**DIRECTIVES:**
a - Quote the portion of the text prediction project page starting with "How It Functions" and going on through "accuracy (open prediction)", reproducing it word for word.
b - Pick out each line of the records that contains the word "panel", and copy every such line in full.

Text Prediction Algorithm - Data Science Capstone project

Next-Word Prediction Using N-gram Language Model

Dejan Dojcinovic

2026-03-10

Algorithm Description

5-gram Language Model with Stupid Backoff

  • Predicts next word based on previous 4 words
  • Backoff: 5-gram → 4-gram → 3-gram → 2-gram → 1-gram
  • Apply penalty (α = 0.4) at each level
  • Return top 5 predictions with scores

Model Statistics:

  • Size: 33 MB | Vocabulary: 50,000 words
  • N-grams: 3.7 million | Training: 13M sentences
  • Response: ~3 ms

Application Description

Interactive Shiny Application

  • Real-Time Prediction: Enter text, get instant predictions with confidence scores

  • Top 5 Results: View likely words with visual bars

  • Performance Metrics: See n-gram level and response time

  • Clean Predictions: Filters stopwords, returns meaningful words only

Instructions on How to Use

1. Enter Text - Type a phrase (e.g., “I’m going to”)

2. Click Predict - Press button or use example sentences

3. View Results - Top 5 predictions with confidence percentages

4. Explore Details - Check n-gram level, response time, model stats

How It Functions

Process: Clean text → Extract context → Search tables → Apply backoff → Filter → Return predictions

Training Data: 50% OpenSubtitles, 20% Movies, 15% Twitter, 10% Blogs, 5% News

Evaluation: - 90% accuracy (multiple choice) - 100% meaningful predictions - 20% accuracy (open prediction)

**SUPPLIED ENTRIES:**

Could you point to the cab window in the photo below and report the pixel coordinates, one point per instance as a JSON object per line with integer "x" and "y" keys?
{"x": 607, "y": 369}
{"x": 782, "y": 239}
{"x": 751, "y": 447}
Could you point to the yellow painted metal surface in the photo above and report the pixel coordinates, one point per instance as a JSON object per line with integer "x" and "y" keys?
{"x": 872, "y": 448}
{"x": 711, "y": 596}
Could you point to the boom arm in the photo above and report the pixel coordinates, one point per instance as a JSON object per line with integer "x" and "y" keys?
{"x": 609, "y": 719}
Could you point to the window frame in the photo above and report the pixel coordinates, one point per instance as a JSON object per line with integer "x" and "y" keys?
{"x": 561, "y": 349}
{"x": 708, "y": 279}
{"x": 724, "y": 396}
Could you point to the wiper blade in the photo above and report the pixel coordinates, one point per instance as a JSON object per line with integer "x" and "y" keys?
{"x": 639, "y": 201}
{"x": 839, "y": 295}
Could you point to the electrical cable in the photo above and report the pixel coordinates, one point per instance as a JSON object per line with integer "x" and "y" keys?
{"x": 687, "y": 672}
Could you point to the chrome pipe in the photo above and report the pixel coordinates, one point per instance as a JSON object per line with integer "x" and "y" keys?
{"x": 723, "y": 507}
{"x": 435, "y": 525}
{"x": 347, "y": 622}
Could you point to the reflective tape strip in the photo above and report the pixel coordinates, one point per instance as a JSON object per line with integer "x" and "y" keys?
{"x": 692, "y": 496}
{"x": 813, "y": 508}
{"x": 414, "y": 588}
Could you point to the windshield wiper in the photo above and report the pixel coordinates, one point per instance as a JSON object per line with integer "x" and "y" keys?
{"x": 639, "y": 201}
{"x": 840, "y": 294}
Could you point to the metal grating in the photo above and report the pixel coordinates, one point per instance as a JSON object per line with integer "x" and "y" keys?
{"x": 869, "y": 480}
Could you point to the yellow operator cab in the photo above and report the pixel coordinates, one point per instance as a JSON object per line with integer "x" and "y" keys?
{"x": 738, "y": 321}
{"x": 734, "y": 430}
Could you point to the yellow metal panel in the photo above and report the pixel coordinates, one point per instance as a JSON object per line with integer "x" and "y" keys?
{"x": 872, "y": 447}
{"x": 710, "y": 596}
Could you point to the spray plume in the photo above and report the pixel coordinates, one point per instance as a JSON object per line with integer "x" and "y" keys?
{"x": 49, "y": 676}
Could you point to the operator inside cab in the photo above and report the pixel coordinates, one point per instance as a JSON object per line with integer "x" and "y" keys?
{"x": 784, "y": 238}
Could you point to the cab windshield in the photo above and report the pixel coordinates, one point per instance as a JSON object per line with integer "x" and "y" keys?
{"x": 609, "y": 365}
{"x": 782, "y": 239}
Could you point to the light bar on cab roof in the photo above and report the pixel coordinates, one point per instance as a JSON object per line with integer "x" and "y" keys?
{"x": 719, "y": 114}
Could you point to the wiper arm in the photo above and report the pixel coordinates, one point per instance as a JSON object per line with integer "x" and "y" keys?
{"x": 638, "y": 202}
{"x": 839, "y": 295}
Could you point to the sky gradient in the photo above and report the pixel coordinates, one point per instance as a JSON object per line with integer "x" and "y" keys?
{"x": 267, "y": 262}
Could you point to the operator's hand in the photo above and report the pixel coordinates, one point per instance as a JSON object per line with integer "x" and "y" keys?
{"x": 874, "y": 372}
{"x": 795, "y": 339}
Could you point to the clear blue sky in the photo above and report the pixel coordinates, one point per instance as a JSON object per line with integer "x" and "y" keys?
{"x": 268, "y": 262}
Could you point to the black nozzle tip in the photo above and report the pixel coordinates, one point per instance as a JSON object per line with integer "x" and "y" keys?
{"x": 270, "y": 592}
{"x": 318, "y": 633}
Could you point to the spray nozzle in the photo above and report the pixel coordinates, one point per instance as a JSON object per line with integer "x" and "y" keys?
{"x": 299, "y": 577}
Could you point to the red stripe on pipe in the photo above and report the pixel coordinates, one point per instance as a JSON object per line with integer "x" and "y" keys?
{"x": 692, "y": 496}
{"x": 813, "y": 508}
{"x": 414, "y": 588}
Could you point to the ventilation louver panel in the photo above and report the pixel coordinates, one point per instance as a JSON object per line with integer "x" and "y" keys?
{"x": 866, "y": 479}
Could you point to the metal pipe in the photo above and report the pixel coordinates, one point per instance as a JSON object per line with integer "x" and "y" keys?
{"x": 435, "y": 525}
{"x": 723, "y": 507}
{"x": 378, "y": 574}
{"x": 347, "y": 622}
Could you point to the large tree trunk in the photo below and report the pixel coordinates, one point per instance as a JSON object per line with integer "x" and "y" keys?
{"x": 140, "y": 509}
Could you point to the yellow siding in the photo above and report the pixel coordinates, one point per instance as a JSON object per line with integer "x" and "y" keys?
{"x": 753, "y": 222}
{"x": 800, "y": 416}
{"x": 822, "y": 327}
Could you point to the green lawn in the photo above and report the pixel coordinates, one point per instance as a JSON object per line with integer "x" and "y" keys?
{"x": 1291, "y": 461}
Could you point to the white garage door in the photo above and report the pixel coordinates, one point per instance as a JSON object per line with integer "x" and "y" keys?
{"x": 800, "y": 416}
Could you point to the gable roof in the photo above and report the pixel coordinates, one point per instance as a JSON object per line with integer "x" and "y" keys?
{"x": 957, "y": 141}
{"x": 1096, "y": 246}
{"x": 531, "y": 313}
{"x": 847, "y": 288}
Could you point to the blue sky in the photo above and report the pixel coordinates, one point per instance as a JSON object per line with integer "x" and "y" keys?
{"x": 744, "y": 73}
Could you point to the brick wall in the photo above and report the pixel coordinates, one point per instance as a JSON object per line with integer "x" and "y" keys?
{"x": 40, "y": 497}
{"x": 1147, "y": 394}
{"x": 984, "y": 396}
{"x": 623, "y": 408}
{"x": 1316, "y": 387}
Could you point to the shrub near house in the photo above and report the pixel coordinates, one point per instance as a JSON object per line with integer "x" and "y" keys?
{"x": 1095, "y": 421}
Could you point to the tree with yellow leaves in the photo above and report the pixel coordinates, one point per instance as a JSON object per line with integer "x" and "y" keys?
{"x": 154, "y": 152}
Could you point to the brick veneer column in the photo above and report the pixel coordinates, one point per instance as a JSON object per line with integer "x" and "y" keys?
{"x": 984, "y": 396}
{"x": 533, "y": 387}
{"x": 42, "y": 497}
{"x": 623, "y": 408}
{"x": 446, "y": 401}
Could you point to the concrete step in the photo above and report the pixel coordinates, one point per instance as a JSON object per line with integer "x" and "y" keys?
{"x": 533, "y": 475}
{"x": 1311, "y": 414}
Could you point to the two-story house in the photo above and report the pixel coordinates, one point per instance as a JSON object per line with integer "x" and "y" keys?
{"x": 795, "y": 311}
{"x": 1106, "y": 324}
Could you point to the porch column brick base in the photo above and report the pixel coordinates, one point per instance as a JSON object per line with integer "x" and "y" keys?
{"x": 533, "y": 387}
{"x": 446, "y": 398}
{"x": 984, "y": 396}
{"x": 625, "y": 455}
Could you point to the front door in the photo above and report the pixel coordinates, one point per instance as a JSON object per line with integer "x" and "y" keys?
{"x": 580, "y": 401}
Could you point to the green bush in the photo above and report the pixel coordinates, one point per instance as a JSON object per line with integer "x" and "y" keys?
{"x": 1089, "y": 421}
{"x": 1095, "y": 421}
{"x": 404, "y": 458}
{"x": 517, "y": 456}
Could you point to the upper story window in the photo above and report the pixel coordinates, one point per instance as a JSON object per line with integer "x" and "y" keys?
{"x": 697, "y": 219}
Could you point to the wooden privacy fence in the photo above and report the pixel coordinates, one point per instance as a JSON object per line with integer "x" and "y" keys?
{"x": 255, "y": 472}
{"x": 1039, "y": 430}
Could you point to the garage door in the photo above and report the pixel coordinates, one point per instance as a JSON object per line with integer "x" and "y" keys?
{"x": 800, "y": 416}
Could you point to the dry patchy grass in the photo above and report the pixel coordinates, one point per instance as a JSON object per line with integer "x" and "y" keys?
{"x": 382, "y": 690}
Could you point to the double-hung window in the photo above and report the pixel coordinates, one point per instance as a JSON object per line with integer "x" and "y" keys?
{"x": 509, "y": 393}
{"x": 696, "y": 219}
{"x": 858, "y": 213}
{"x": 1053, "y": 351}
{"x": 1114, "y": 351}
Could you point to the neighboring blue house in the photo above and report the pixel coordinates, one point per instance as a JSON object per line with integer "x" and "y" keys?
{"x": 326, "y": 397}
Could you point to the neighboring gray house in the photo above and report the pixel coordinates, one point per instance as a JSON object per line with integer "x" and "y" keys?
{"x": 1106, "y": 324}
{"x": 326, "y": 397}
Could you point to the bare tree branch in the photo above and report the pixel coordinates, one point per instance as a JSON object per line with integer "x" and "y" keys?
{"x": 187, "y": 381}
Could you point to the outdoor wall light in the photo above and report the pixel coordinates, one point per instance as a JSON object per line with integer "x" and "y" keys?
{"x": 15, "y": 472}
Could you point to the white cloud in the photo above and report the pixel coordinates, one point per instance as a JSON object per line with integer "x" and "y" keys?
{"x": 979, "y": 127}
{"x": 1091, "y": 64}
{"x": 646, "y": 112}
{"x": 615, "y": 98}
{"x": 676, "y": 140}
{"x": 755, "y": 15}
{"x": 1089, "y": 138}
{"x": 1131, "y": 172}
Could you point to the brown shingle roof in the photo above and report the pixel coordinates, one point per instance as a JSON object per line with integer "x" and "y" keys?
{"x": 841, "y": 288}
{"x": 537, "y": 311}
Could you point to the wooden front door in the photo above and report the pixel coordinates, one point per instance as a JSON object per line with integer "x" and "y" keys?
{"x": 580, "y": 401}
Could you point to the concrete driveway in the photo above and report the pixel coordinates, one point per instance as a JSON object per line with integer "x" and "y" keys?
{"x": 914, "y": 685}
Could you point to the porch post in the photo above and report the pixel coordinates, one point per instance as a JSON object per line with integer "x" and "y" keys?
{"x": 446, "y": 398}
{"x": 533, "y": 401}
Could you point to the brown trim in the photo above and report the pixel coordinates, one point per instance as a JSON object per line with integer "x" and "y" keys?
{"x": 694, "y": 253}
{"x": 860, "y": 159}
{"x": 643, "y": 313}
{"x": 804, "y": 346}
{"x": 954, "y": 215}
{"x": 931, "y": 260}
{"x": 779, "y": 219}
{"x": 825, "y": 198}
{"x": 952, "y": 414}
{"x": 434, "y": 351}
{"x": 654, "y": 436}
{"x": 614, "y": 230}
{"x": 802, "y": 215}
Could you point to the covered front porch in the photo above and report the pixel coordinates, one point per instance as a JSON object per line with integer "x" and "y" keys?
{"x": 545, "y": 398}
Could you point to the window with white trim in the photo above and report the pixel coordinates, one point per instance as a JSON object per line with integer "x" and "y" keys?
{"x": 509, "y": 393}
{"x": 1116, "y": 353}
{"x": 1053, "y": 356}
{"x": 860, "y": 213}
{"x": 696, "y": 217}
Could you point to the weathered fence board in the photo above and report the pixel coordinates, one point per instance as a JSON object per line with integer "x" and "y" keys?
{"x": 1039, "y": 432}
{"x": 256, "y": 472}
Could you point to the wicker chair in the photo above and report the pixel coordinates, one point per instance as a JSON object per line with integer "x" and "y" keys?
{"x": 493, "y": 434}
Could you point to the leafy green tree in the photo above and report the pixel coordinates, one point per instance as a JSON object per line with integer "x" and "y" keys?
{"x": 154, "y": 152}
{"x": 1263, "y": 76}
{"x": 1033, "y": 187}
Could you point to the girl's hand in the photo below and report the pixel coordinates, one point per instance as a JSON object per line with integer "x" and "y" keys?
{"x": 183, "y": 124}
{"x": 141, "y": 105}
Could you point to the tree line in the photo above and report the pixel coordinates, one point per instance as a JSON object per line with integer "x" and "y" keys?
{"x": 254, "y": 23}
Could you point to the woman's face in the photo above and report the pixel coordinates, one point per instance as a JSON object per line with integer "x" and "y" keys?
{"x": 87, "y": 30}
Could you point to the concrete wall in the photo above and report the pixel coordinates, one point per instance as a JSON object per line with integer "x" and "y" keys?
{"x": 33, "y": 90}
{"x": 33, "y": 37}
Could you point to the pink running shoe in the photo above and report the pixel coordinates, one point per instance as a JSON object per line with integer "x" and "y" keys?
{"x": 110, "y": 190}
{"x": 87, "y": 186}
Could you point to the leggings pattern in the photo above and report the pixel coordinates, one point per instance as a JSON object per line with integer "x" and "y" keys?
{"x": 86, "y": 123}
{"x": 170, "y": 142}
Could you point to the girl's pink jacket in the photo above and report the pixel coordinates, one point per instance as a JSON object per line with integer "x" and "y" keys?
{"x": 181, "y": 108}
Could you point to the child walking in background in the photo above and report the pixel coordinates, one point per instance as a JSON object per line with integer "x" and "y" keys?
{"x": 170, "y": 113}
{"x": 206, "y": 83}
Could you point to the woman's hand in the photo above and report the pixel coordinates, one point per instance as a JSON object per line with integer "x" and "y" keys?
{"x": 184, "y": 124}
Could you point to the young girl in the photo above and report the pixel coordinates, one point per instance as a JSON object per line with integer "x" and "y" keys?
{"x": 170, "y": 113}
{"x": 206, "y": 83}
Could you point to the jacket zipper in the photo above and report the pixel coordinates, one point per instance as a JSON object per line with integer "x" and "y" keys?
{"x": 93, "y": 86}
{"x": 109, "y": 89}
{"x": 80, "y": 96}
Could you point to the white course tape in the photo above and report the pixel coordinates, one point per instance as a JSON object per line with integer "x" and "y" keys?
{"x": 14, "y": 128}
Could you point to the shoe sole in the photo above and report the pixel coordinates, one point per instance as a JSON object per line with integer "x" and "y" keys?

**PROBLEM SOLUTIONS:**
a -
How It Functions

Process: Clean text → Extract context → Search tables → Apply backoff → Filter → Return predictions

Training Data: 50% OpenSubtitles, 20% Movies, 15% Twitter, 10% Blogs, 5% News

Evaluation: - 90% accuracy (multiple choice) - 100% meaningful predictions - 20% accuracy (open prediction)

b -
Could you point to the yellow metal panel in the photo above and report the pixel coordinates, one point per instance as a JSON object per line with integer "x" and "y" keys?
Could you point to the ventilation louver panel in the photo above and report the pixel coordinates, one point per instance as a JSON object per line with integer "x" and "y" keys?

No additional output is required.